# Texto fornecido
* * *

Accueil
Pesquisa
X

Pesquisa avançada

Retratos fotográficos

Textos científicos

Enciclopédia dos migrantes

André Belo

Historiador, Université Rennes 2, Rennes

Este texto é para a minha afilhada Laura, que em 2016 completou 18 anos. Esta é a idade que tem também a minha partida de Portugal para França, num distante dia do início de outubro de 1998. Laura nasceu no meio do verão desse ano e eu, por coincidência, parti logo depois. Hoje olho para Laura e vejo-a como uma (linda) mulher que dá forma ao tempo que continuou o seu curso sem mim no meu país. Chegamos ambos, ela e a minha emigração, à idade adulta. Laura será neste texto a forma do anti-saudosismo, do tempo tornado vida adulta, e — com o belo nome que tem —a musa inspiradora destas linhas.

O olhar sobre si mesmo, sobre o passado, sobre a relação com a comunidade de origem, o meio social, o núcleo familiar, tudo isto, imagino eu, faz parte da experiência habitual do migrante, em resultado do desenraizamento e da comparação entre realidades diferentes. No caso de um país como Portugal, essa é a experiência de inúmeras pessoas e gerações ao longo dos tempos, de forma massiva no século XX (para o Brasil nas primeiras décadas do século, para os países europeus mais ricos a partir dos anos 60). O facto de vivermos hoje num mundo globalizado e hiperconectado, de viagens e expatriamentos de duração e intensidade muito variados entre si, não altera essa ancoragem do fenómeno da emigração portuguesa numa história já antiga e que, por vezes, parece não pertencer inteiramente ao passado. Prova disso mesmo são os últimos anos de crise económica e de empobrecimento da população portuguesa, marcados pelo regresso em força do recurso à emigração, em números comparáveis aos de finais da década de 1960, algo que há alguns anos apenas se pensaria impossível.

* * *

# Entradas
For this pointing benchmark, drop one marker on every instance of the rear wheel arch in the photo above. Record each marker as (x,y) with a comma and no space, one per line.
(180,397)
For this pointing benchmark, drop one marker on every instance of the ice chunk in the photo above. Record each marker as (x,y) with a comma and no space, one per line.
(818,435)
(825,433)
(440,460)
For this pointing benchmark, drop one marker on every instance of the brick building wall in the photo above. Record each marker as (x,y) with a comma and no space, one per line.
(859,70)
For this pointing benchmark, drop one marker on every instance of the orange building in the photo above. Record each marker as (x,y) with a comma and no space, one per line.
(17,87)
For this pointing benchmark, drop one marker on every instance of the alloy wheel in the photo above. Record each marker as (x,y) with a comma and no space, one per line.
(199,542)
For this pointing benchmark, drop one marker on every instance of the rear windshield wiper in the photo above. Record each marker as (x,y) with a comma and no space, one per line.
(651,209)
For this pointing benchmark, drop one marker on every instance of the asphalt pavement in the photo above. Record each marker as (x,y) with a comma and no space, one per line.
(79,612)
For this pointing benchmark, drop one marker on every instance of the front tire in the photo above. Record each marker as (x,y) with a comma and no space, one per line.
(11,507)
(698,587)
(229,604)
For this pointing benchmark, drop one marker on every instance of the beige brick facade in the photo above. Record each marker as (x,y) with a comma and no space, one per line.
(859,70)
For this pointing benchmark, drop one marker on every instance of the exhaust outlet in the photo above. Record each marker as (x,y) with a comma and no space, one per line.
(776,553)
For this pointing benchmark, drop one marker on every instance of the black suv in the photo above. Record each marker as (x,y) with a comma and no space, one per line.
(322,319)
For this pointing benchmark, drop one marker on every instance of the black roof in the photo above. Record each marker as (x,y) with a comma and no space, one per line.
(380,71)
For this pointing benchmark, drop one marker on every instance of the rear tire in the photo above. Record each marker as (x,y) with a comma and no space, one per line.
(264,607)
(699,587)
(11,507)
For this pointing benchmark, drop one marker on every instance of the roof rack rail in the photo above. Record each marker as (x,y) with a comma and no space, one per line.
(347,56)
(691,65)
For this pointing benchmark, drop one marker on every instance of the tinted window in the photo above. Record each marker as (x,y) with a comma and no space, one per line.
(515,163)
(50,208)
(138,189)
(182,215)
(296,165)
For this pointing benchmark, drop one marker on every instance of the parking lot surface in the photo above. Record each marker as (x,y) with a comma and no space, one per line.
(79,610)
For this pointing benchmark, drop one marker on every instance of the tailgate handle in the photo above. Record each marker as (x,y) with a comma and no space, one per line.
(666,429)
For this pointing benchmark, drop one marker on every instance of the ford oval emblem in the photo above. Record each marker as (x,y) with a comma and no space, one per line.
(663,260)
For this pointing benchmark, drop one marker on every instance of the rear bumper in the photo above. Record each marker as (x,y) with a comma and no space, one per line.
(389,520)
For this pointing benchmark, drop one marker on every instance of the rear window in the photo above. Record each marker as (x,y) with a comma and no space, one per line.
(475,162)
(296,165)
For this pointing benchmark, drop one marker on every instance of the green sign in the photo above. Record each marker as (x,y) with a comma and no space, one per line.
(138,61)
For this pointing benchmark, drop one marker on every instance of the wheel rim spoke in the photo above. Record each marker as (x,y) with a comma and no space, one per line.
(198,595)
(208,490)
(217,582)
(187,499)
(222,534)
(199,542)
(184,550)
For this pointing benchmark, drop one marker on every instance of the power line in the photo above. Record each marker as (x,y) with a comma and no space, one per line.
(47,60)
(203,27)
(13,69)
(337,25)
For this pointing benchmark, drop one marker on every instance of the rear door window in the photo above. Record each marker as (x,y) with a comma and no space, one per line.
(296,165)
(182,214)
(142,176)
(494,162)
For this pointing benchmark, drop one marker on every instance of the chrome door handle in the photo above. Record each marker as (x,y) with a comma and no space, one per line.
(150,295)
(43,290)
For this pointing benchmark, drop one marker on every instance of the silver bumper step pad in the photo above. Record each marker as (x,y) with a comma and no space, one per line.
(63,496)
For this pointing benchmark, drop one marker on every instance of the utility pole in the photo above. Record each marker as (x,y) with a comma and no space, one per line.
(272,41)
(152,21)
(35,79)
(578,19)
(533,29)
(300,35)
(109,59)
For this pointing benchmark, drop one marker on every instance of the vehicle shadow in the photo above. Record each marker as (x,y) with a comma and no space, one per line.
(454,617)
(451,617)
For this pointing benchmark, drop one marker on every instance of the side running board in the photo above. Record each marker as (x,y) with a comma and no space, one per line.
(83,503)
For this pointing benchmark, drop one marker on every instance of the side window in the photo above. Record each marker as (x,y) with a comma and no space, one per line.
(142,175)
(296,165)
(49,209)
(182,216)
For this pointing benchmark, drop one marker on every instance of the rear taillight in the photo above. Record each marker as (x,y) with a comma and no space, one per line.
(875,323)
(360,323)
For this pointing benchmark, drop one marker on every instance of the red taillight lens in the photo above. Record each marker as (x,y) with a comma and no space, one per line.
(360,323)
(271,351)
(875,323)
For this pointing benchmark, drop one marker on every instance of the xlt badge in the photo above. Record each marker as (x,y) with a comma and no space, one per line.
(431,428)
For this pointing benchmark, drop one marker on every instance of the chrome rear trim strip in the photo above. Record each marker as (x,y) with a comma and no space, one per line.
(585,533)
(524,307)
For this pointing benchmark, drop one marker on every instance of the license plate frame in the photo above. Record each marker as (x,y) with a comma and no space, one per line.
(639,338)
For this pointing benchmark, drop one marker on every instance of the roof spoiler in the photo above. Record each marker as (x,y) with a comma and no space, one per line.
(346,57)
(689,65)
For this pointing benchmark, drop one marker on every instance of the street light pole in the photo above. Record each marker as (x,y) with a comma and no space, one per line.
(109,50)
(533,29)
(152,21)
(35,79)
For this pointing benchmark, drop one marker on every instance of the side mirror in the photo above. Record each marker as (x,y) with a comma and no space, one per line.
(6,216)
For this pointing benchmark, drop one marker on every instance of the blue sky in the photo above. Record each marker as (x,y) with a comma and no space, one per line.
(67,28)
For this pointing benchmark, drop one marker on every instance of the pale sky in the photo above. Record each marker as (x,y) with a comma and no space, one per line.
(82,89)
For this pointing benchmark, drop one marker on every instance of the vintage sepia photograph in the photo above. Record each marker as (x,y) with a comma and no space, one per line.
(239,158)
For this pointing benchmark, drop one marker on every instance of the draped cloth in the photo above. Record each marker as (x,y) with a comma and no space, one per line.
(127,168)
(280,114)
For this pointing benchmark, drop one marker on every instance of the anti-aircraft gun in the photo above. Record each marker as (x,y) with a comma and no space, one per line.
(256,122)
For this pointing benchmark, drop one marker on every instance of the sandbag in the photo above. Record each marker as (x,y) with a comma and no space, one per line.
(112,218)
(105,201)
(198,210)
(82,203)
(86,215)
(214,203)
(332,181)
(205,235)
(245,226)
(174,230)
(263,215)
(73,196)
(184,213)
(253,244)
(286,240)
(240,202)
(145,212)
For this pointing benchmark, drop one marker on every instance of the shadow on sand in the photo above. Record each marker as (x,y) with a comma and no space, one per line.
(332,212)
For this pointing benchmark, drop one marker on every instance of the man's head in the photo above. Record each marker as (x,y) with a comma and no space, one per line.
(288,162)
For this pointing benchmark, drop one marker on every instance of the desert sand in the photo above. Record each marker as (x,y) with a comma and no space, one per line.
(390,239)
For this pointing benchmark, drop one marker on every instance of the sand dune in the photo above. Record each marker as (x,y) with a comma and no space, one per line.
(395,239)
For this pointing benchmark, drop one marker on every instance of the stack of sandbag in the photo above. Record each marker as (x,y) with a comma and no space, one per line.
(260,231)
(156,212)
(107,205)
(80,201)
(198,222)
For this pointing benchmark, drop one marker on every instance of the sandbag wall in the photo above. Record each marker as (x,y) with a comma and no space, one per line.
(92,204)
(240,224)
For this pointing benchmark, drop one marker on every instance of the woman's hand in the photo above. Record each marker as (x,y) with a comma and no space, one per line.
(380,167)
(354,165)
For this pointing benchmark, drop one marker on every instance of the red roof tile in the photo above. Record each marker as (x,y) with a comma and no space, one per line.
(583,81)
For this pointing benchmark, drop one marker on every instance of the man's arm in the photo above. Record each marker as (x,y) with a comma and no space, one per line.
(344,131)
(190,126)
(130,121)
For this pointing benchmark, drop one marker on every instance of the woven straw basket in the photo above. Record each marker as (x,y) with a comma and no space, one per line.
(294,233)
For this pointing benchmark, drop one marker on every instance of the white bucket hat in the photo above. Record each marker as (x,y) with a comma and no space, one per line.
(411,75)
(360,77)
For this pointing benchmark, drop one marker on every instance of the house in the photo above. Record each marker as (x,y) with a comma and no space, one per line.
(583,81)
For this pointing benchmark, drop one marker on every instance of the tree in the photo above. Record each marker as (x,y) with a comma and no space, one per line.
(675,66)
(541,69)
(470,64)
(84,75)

* * *

# Partes do exercício
- A) No texto sobre a emigração portuguesa, em que altura nasceu a afilhada Laura?
- B) Devolve, sem mudar nada, o trecho do texto sobre a emigração portuguesa que começa nas palavras "Este texto é" e acaba depois de "inspiradora destas linhas.".

# Soluções a seguir
- A) No meio do verão de 1998.

- B)
Este texto é para a minha afilhada Laura, que em 2016 completou 18 anos. Esta é a idade que tem também a minha partida de Portugal para França, num distante dia do início de outubro de 1998. Laura nasceu no meio do verão desse ano e eu, por coincidência, parti logo depois. Hoje olho para Laura e vejo-a como uma (linda) mulher que dá forma ao tempo que continuou o seu curso sem mim no meu país. Chegamos ambos, ela e a minha emigração, à idade adulta. Laura será neste texto a forma do anti-saudosismo, do tempo tornado vida adulta, e — com o belo nome que tem —a musa inspiradora destas linhas.